__Document segment__
Toward the end of the statement, Adams and Bragdon make it clear that they want the Departments of Transportation to play a less significant role in planning the bridge and that they want the Project Sponsor’s Council (PSC, which they are both members of) to step in and work more closely with CRC staff.

“We are proposing that PSC agency staff work directly with CRC project staff in a short, defined window to continue the current refinement work to create a realistic road to construction that includes:

1. A reliable budget based on realistic revenue projections;
2. A realistic assessment of the relationship between tolls, updated demand forecasts, desired land use patterns and size of the CRC facilities
3. Project elements that are firmly based in performance outcomes
4. Recognition that the interstate system must function in concert with local systems”

So far, the DOTs have played a huge role in driving this project. Adams and Bragdon are well aware that DOTs tend to be highway-centric and less attuned to community concerns. By shifting planning power to the Sponsor’s Council and CRC project staff, Adams and Bragdon feel they are more likely to come up with a bridge design that will be more palatable to them and, more importantly, to their constituents.

__What this exercise asks__
a. List the four things that, according to the bridge planning passage, the proposed road to construction should include.
b. In the bridge planning passage, which council are Adams and Bragdon both members of?

[Labeled area outline entries]

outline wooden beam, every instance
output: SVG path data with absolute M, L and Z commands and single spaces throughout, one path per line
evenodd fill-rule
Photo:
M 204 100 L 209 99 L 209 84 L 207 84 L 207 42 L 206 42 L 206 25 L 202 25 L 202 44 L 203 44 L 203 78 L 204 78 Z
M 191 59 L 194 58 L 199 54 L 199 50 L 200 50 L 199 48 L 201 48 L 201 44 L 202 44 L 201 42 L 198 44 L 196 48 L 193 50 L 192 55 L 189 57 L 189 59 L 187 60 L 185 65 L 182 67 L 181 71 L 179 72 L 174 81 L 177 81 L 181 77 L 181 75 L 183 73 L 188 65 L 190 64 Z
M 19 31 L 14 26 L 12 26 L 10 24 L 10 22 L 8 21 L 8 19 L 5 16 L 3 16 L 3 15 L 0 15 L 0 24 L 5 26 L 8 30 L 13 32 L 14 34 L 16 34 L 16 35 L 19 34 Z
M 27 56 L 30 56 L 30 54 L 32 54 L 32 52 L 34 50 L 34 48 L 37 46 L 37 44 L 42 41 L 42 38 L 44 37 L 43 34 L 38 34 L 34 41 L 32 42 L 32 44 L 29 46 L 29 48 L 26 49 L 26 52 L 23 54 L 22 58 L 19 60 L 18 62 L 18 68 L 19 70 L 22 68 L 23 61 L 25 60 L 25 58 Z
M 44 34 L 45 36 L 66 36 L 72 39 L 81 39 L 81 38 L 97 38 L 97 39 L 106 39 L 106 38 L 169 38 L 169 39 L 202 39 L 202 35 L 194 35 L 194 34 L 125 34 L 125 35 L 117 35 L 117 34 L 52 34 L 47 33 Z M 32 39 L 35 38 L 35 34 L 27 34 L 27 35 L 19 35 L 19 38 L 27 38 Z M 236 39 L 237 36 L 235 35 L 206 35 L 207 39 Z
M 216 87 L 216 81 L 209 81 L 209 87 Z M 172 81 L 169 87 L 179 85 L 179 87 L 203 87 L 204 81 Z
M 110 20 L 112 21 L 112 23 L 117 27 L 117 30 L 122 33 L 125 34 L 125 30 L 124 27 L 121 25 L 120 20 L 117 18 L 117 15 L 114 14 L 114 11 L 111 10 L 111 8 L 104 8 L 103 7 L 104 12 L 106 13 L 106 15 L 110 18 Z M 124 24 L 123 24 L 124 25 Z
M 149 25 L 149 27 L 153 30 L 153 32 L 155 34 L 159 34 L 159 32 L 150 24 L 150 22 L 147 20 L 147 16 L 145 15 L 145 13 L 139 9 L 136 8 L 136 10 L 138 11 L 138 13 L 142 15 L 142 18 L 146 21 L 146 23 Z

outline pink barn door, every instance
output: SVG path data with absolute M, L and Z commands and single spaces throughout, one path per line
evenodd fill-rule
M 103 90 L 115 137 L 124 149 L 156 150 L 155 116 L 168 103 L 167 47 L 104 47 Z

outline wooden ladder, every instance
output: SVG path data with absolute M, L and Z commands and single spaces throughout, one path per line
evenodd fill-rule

__Answers given__
a.
1. A reliable budget based on realistic revenue projections
2. A realistic assessment of the relationship between tolls, updated demand forecasts, desired land use patterns and size of the CRC facilities
3. Project elements that are firmly based in performance outcomes
4. Recognition that the interstate system must function in concert with local systems

b. The Project Sponsor's Council (PSC).